### STATED TASK:
Filter the rows below down to the lines that contain the string "suit", and copy each such line. Case matters in the match.

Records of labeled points
+---+

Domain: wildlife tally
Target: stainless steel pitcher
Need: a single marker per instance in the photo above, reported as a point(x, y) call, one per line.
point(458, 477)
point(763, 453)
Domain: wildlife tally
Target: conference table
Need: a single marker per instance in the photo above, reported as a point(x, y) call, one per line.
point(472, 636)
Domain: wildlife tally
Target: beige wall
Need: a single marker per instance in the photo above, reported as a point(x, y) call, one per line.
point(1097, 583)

+---+

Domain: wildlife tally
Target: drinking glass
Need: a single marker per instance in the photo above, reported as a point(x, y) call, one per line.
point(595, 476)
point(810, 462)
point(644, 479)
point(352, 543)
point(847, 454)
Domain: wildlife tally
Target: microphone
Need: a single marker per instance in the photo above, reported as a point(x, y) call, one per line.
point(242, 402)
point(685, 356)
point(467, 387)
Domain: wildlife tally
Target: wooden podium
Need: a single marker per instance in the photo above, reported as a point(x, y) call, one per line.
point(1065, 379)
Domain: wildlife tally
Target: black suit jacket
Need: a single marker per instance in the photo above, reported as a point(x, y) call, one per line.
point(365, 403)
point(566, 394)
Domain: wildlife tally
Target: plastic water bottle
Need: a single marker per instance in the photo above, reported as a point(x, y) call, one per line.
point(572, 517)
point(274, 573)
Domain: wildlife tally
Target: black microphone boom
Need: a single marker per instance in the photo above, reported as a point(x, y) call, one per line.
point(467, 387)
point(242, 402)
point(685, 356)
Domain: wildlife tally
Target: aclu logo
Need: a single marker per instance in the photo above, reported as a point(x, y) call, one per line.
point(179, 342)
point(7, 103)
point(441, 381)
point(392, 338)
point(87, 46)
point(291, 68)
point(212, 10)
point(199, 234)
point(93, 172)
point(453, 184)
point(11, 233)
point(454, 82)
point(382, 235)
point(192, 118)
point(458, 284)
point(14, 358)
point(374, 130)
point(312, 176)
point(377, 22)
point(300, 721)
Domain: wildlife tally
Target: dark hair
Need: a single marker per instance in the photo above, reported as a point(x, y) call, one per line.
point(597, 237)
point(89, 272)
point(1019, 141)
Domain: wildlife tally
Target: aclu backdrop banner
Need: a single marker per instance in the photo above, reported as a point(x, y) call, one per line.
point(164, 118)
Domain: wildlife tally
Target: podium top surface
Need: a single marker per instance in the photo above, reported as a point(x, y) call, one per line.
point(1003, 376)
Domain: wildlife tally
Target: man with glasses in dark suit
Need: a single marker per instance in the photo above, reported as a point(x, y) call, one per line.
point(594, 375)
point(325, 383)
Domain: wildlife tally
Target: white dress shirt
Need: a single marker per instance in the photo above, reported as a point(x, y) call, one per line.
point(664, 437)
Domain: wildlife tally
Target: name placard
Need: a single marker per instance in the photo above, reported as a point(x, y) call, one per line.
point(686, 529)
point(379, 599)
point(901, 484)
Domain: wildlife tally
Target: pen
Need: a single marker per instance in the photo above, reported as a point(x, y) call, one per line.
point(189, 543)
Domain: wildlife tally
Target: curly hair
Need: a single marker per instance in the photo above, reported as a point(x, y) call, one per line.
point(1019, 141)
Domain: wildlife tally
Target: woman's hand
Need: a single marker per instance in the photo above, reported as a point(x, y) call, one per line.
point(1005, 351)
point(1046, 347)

+---+

### ANSWER FOR THE TASK:
Target: black suit jacket
Target: man with glasses in dark suit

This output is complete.